*OBJECTIVE 1*. List every person named in the text on the election of 1800 below.

*PAGE*.
***

Sunday, November 3, 2024

The "Revolution" of 1800


The presidential election of 1800 was an intense political contest. Pitting two clearly opposing parties against each other for the first time, the Federalists and the Republicans (organized in 1792, later called "Democratic Republicans") fought in what some historians have called the dirtiest campaign in US politics. Referred to by Thomas Jefferson in 1819 as “The Revolution of 1800,” the election results marked the first peaceful change of executive party in the U.S. and confirmed the role of both compromise and the electorate in choosing the American president. 
The election was also a political realignment that ushered in a generation of Democratic-Republican leadership through 1825.

"The nation had a choice between John Adams and Thomas Jefferson. Federalists feared that Jefferson would return power to the states, dismantle the army and navy, and overturn Hamilton's financial system. The Republicans charged that the Federalists, by creating a large standing army, imposing heavy taxes, and using federal troops and the federal courts to suppress dissent, had shown contempt for the liberties of the American people. They worried that the Federalists' ultimate goal was to centralize power in the national government and involve the United States in the European war on the side of Britain. Jefferson's Federalist opponents called him an "atheist in religion, and a fanatic in politics." They claimed he was a drunkard and an enemy of religion. The Federalist Connecticut Courant warned that "there is scarcely a possibility that we shall escape a Civil War. Murder, robbery, rape, adultery, and incest will be openly taught and practiced."

***

*ENTRIES*.

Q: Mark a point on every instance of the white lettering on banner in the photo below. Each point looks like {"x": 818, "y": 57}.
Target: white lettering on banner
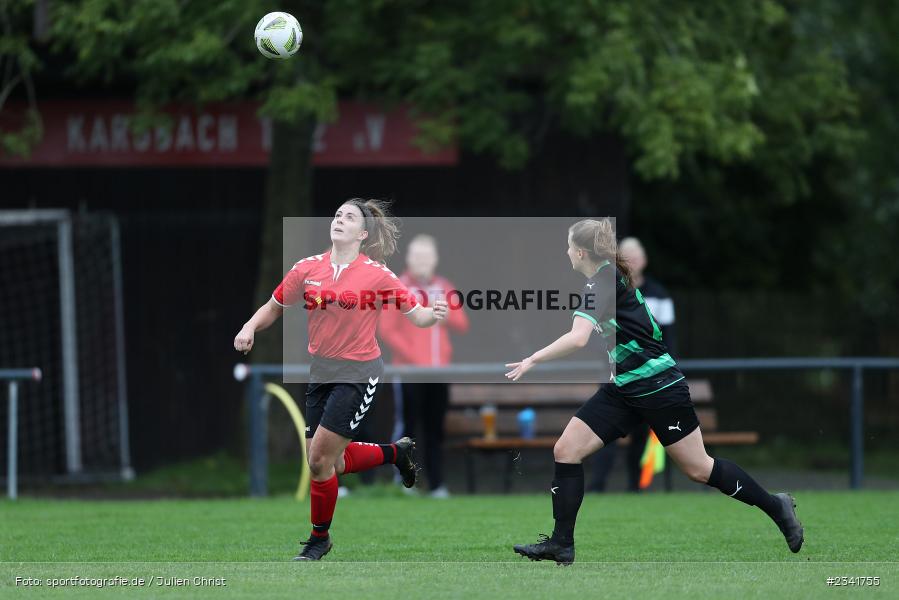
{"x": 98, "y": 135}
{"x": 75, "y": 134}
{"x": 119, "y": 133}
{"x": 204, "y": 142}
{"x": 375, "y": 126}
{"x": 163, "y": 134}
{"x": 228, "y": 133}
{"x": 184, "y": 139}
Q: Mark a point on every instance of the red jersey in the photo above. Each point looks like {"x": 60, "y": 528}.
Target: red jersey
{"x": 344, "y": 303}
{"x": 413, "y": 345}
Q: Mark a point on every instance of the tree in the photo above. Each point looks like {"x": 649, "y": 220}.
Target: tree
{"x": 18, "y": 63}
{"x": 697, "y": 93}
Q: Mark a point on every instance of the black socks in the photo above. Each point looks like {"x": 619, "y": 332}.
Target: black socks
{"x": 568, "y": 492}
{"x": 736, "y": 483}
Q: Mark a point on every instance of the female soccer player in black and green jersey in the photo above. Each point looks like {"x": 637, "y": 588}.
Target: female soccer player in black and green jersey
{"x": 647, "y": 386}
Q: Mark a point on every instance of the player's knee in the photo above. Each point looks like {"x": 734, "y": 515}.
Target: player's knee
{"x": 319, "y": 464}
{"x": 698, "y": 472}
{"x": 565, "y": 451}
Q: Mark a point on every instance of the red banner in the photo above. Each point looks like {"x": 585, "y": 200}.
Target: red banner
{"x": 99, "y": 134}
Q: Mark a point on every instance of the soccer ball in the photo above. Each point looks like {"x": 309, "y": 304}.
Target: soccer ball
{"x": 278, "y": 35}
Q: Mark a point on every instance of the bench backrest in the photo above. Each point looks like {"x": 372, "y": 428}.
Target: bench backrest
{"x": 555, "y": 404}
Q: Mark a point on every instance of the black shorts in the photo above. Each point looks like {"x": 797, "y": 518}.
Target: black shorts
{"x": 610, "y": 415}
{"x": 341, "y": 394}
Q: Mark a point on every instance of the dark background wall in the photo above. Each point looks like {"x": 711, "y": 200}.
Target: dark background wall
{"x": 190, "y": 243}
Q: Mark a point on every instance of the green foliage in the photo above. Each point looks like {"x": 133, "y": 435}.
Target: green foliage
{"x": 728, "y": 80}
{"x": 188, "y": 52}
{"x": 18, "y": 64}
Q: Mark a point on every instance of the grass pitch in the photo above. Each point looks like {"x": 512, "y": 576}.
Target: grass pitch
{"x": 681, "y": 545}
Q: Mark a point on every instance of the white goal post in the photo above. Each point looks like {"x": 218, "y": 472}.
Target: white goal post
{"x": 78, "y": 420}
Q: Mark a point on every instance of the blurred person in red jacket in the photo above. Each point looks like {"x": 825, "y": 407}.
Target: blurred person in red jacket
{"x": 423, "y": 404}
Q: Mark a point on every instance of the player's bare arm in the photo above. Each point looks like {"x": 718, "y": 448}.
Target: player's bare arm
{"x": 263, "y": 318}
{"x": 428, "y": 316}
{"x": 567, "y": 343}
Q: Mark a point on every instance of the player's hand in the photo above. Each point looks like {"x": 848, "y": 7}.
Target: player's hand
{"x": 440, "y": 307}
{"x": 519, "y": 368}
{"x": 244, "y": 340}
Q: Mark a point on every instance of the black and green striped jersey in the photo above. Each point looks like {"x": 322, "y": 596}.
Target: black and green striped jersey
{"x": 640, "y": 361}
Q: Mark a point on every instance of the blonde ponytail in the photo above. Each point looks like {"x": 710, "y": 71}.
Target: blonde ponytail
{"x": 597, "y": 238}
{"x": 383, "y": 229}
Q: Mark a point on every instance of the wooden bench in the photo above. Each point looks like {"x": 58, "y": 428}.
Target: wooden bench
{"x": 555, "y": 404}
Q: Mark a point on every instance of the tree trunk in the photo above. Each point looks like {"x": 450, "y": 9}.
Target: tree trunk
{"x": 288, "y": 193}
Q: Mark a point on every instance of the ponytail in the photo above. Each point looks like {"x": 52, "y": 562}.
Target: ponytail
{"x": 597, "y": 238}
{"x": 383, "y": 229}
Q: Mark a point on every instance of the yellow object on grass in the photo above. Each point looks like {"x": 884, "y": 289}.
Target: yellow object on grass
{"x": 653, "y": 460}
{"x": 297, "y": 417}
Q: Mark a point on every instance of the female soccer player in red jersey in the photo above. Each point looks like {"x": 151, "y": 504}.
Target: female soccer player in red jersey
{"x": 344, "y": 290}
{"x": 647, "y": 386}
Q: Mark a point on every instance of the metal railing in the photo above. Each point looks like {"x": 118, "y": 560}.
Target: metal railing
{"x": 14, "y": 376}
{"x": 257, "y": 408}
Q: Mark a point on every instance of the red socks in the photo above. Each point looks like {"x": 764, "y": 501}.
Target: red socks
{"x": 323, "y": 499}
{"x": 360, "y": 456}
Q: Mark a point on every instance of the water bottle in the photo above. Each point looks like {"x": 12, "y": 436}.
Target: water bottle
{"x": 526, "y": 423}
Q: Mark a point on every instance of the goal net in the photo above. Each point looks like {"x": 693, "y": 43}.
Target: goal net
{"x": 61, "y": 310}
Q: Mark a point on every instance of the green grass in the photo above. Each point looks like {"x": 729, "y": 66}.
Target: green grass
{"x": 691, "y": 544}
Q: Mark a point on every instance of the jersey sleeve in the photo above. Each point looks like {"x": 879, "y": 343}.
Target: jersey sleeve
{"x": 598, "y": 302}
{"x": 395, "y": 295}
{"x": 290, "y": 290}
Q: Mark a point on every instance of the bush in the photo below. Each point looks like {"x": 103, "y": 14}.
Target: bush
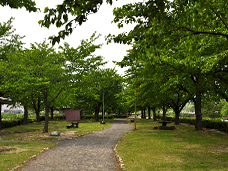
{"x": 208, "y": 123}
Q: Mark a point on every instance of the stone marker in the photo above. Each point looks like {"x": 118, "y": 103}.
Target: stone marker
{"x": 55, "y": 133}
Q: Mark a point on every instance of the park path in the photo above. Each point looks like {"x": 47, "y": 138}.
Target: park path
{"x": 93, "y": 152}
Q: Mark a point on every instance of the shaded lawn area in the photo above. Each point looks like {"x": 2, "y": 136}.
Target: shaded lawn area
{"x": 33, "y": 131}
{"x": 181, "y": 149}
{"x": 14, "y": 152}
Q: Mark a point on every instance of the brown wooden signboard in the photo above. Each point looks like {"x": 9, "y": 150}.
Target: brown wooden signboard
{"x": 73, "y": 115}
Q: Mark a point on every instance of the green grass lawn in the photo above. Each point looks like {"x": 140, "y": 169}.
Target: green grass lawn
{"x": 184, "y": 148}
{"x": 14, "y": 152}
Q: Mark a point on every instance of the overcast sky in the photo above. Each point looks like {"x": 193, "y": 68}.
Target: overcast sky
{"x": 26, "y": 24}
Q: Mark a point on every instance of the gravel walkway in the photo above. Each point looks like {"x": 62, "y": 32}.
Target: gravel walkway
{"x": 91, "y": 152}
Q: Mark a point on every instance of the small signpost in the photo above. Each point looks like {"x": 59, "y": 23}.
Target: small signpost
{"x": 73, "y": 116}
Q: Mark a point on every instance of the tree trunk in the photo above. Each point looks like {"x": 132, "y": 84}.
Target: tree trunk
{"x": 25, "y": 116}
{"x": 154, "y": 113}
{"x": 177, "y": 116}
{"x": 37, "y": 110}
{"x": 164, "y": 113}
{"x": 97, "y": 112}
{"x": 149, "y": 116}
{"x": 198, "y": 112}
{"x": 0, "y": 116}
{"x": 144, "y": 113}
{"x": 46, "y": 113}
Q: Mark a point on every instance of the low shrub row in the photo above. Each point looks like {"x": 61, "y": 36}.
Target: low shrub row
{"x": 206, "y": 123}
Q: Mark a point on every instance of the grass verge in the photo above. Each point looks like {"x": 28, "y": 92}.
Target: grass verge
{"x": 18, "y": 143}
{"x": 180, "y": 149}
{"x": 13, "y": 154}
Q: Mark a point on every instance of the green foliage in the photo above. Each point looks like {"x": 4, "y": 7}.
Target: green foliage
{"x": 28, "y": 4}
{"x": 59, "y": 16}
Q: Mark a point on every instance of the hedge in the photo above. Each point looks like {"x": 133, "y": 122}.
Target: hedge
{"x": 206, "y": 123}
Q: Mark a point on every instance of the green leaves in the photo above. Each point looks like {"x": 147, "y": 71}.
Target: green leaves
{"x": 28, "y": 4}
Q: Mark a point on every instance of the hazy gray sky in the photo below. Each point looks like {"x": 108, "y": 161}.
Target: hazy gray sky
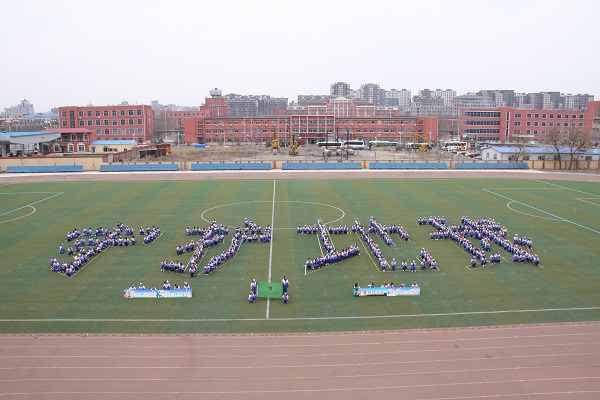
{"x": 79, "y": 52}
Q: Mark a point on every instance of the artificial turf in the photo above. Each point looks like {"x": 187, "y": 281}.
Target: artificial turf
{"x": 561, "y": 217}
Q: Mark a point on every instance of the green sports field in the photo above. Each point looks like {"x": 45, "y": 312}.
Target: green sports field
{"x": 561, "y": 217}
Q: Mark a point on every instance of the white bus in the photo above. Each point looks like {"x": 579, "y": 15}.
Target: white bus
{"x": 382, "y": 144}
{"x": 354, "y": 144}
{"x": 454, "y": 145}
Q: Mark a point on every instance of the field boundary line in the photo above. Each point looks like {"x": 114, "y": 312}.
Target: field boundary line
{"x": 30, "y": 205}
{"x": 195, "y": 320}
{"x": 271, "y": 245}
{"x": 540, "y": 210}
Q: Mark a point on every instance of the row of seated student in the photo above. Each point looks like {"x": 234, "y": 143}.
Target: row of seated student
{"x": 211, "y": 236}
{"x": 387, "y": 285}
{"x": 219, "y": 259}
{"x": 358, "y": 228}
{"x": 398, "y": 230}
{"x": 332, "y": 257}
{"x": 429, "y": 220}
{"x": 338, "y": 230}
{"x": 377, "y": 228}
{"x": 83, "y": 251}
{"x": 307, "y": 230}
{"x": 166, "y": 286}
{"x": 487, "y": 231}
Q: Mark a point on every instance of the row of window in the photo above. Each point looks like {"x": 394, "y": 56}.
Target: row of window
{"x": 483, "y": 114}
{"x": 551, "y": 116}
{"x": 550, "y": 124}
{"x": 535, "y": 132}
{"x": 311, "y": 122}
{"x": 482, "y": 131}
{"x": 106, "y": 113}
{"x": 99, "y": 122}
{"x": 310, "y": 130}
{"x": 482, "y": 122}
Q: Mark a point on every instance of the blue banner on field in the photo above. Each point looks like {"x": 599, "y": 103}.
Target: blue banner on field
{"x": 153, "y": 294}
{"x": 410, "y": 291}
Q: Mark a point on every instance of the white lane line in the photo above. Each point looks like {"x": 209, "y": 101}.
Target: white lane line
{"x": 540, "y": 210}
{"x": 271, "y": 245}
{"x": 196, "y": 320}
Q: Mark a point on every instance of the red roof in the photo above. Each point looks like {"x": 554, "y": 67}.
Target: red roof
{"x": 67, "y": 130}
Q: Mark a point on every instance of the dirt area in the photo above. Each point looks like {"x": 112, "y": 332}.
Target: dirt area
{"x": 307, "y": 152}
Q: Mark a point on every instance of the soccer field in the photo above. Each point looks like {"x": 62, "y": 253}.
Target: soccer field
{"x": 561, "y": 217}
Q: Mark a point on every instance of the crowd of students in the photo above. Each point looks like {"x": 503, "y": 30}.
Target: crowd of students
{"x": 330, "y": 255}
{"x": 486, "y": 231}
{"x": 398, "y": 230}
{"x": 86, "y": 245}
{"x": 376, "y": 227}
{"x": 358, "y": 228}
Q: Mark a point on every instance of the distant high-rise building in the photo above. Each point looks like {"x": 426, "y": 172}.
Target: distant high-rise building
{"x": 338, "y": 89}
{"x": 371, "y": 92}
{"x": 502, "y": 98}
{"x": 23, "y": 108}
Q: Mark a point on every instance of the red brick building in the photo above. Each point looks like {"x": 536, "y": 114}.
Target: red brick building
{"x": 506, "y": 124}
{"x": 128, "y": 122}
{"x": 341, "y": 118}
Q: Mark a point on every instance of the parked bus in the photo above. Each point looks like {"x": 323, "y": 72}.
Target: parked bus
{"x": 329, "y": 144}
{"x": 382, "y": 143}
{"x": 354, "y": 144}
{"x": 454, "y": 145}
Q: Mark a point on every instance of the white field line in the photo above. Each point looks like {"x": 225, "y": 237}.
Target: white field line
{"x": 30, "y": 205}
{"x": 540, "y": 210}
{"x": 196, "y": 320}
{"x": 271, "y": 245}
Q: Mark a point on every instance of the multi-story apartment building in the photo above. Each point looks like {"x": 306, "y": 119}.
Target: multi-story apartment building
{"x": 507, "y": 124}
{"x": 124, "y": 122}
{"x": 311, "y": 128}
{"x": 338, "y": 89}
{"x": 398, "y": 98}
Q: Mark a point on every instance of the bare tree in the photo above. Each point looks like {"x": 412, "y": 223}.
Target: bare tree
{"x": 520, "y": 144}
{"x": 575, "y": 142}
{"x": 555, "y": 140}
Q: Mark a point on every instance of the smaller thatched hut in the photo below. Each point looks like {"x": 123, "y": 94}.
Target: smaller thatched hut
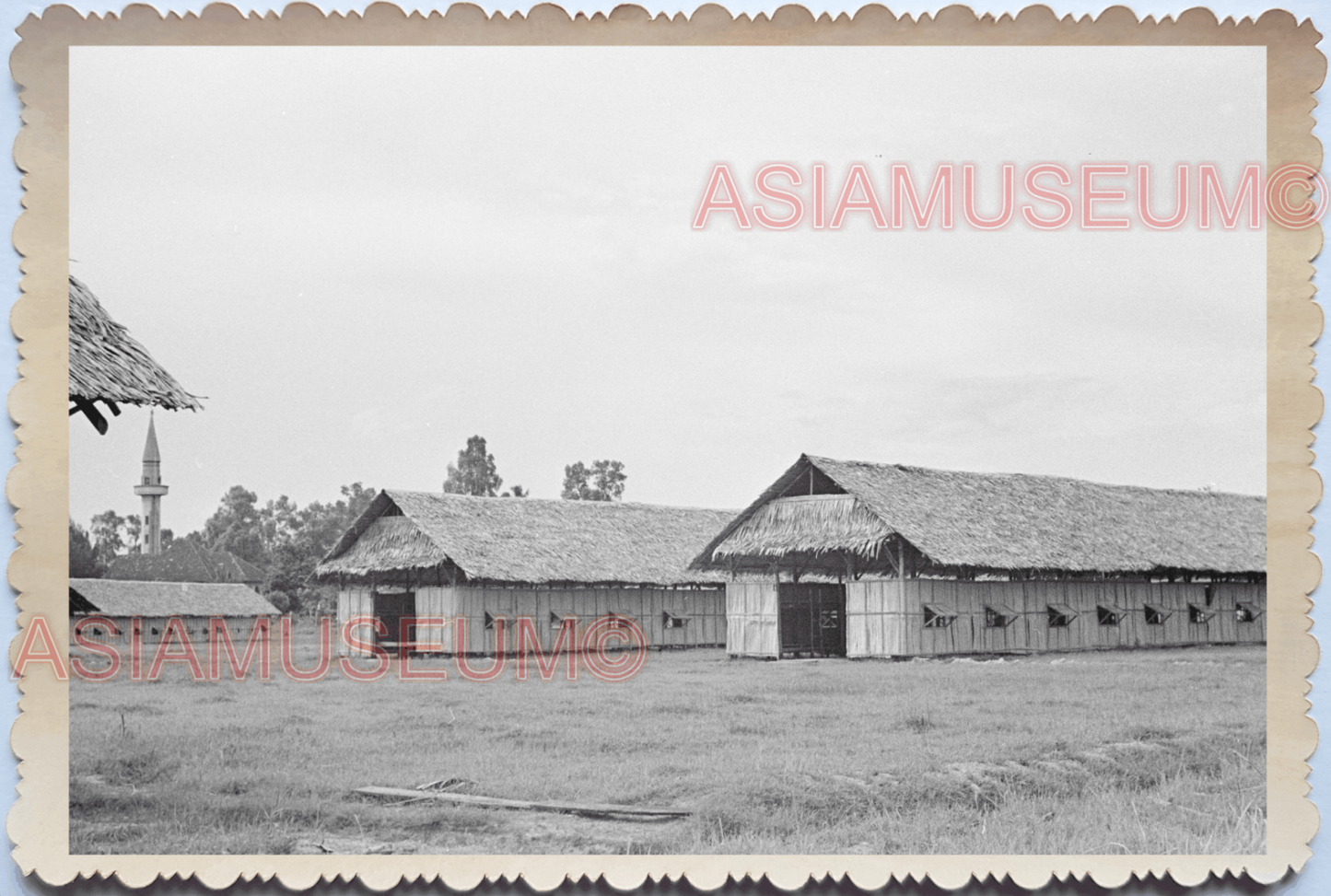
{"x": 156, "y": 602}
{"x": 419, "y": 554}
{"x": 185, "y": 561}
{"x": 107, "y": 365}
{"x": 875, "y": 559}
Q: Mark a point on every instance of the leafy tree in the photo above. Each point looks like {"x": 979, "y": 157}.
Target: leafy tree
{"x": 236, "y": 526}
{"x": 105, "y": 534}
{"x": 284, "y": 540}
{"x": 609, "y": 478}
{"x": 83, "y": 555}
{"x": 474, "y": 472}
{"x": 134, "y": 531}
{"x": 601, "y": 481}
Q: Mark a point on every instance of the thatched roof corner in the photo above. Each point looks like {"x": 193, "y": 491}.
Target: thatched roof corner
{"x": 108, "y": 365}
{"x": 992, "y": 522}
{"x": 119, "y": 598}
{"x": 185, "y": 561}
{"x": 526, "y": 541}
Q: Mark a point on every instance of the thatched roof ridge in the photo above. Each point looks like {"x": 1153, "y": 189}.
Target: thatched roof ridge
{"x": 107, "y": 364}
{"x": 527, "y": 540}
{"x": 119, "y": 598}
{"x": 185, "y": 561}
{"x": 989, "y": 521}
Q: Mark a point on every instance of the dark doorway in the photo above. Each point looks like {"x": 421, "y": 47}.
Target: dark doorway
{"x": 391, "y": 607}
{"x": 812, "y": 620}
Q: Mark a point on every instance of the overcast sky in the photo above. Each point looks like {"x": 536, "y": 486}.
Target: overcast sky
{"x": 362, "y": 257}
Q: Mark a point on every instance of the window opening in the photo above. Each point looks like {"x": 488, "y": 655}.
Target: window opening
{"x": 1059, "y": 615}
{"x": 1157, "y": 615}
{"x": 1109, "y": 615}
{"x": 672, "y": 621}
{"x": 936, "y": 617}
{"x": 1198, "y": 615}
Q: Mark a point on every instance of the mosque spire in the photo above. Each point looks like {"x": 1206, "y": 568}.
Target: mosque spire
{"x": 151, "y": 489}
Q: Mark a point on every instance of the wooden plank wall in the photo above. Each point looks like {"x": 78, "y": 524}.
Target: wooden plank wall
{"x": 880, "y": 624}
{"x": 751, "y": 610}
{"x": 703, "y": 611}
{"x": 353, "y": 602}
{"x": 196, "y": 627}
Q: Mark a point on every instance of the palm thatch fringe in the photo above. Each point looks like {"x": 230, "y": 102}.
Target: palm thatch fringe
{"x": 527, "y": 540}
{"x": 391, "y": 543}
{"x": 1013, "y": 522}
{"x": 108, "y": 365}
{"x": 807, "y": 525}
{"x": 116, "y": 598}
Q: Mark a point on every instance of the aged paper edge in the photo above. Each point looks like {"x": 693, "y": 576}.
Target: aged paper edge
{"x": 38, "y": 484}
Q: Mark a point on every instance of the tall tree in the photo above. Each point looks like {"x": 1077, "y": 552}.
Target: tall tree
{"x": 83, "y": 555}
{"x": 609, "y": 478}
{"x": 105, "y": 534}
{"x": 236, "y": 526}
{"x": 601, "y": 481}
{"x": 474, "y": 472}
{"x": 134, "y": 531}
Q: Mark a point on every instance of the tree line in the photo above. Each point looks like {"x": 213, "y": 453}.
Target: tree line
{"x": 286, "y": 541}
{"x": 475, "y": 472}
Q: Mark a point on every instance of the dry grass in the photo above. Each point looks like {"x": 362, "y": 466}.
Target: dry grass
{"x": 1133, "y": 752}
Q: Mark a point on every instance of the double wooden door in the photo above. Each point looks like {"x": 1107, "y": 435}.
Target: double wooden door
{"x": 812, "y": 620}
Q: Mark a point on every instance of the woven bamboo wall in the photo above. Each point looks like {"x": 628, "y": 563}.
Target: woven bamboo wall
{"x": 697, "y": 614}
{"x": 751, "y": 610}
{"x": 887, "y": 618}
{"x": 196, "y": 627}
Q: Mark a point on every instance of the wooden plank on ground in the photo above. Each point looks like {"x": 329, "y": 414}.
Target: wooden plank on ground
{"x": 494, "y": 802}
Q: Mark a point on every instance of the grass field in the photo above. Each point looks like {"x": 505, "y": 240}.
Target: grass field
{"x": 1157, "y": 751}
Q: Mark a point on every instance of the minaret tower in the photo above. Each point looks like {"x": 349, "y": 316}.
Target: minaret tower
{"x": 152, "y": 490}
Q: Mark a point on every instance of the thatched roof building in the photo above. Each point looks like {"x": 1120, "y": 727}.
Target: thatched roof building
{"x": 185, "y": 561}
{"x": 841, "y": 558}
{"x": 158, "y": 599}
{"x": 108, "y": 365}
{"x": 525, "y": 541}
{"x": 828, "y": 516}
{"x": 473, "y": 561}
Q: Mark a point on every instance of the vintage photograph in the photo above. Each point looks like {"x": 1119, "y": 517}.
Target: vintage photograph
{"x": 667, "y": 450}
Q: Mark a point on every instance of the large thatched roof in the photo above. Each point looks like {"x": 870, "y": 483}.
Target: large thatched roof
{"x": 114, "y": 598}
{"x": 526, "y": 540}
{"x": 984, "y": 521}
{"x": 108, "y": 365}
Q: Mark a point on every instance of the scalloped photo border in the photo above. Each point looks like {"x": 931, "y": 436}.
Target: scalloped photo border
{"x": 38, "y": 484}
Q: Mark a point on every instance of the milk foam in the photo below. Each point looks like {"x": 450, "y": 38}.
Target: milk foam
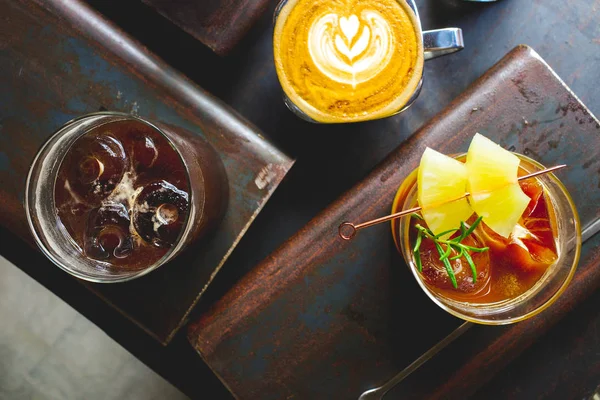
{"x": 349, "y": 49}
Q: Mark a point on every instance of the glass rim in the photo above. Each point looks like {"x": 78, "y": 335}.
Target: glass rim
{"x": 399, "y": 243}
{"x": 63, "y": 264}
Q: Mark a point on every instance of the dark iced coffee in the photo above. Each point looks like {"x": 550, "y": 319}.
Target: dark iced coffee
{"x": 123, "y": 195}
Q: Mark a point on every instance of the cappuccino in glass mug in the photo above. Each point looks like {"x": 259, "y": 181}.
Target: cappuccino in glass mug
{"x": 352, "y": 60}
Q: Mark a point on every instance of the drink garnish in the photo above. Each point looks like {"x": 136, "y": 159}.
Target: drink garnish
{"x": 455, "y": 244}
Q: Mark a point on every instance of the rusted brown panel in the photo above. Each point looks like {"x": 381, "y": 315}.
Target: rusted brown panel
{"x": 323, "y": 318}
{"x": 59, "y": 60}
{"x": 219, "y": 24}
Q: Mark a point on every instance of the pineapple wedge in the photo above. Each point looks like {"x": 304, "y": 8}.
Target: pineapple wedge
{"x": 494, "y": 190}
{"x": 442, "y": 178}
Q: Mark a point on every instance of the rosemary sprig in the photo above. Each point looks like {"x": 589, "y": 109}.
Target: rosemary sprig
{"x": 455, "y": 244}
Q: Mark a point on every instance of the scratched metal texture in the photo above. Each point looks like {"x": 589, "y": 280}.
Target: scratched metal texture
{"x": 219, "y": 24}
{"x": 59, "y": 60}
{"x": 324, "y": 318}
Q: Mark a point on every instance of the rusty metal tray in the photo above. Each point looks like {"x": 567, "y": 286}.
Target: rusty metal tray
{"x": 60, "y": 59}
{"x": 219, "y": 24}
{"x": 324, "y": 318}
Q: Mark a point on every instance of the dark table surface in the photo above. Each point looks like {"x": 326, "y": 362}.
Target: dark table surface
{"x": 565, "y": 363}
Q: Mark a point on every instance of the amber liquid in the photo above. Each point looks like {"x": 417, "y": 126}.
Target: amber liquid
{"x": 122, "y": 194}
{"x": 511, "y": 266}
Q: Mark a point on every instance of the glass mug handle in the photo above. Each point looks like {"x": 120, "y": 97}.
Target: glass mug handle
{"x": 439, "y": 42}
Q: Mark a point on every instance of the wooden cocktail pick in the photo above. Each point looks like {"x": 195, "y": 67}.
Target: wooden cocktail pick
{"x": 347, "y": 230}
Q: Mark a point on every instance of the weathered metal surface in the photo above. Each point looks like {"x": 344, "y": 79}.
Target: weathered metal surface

***

*OBJECTIVE 2*. Count the lines of the rows above that contain the string "sprig". Reply with the number only.

*REPLY 1*. Thomas Jefferson, John Adams, Hamilton

*REPLY 2*. 2